Starting point is 00:45:38 as essentially forms of converting different modalities of data and kind of serializing them down into a key value store. So every modality is just like a feature of the underlying storage engine. So what has been happening on our side, we thought, oh, cool, let's take a key value store that we love building. And in our case, it's called Udisc. Let's take other key value stores and let's create a shared abstraction. So that's why it was briefly mentioned as

Starting point is 00:46:10 build your database toolkit. So we thought if Redis knows how to abstract away the key value store and kind of add a lot of features on top of it, we can actually do something similar and just give it out to the world for everyone to use it. So essentially you can take any key value store that you like. And if by any chance you love designing associative containers and you code in C++, it's very easy for you to actually build up your own hash table, take this project, which is now called use store and use it as an intermediate representation layer, essentially, or just like a C interface. If you add this C interface on top of your hash table or associative container that would be ordered, you're getting a lot of support for different

Starting point is 00:46:55 forms of data on top of it. And you also get bindings and SDKs for languages like C, C++, Python, as well as Golang and Java that have partial support. And we also had some contributions from the community, people trying to implement Rust bindings around it. So you've briefly mentioned some of the benchmarks and the performance numbers, and I can elaborate on them as well. So in our case,

Starting point is 00:47:22 one thing that really surprised me a few years ago was that I was so focused on AI and compute and high-performance computing, I didn't really think much about storage. And when I just tried to bring up the systems together and kind of compose them into one product or one solution, I still needed some storage. So I took RocksDB, which is an open source key value store by Facebook, which seemingly is the most commonly used database engine today. And whenever there's a new database company, there is a very known zero chance that they're using RocksDB as their underlying engine. So essentially what's happening is the database

Starting point is 00:48:03 is adding its own logic for specific workloads, such as processing graphs in the case of Neo4j. And beneath it, what's happening is that this is all converted into like binary data and is stored at RocksDB or some other key value store. So in reality, at least from my perspective, the absolute majority of work that has to be done is in the key value store layer. This specific example, Neo4j, is like one of my biggest pains because I've been always fond of graphs and graph theory. And Neo4j is kind of synonymous with graph and graph databases by like today. This company has raised $755 million. So their product must be as polished as possible. And they've been around for over a decade. But every single time that I try to run

Starting point is 00:48:54 this database, it crashes with classical Java errors. And as a C++ community, it's almost our obligation to kind of make jokes about the Java runtime and all the garbage collection issues that people face in that land. So I was facing them all the time. There wasn't a case where I would try to put a graph even remotely interesting to me in terms of size and Neo4j wouldn't crash. Either I, after 20 years of programming, am so bad that I cannot even start up a database or something is really wrong on their infrastructure level. And something was actually wrong. So until a couple of years ago, they were not using RocksDB.

LIST OF TASKS
(1) Answer these questions from the transcript on key value stores, one line each:
(a) For which language did community members try to implement bindings?
(b) Which company created RocksDB?
(c) How much money does the speaker say Neo4j has raised?
(2) Extend the transcript on key value stores past its final sentence, keeping the speaker's conversational, first-person style.

RAW DATA

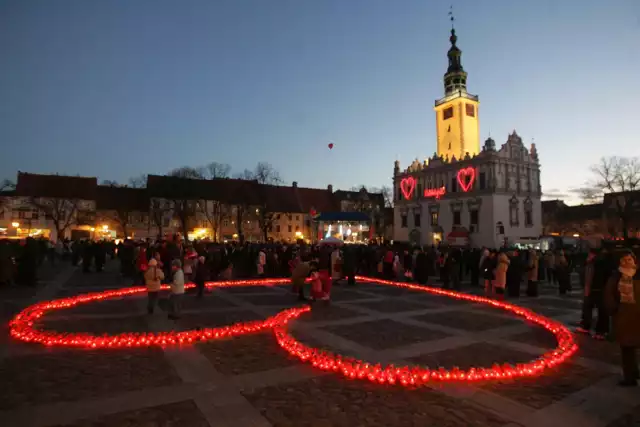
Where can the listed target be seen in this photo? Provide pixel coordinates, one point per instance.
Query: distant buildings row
(617, 215)
(218, 209)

RESULTS FOR EACH TASK
(1)
(a) Rust
(b) Facebook
(c) $755 million

(2)
Starting point is 00:49:34 They had like internal T-value store. And in 2019, they decided that they're kind of switching to RocksDB as a new faster engine. But even before they switched to RocksDB, similar to companies like CockroachDB, YugaByte, and countless other companies, half of which have this premise of let's take Postgres and put Postgres' engine for query execution on top of RocksDB. Even before they started doing this, we realized RocksDB is way too slow for us. So our ambitions were much higher than even the best expectations that other databases had for their future a few years down the road.

Starting point is 00:50:12 So we kind of went into the lab. I moved to Armenia with all places. We ordered a bunch of super, super high-end equipment. So we run on the fastest SSDs on earth, 64-core liquid-cooled CPUs, Ampere GPUs. For the last couple of years, we ran on 200-gigabit InfiniBand networking. And we used all the

Starting point is 00:50:34 state-of-the-art hardware to actually push the limits of what software can do. Because when your hardware is so freaking fast, every single bottleneck that remains is on your side, the developer, software developer side.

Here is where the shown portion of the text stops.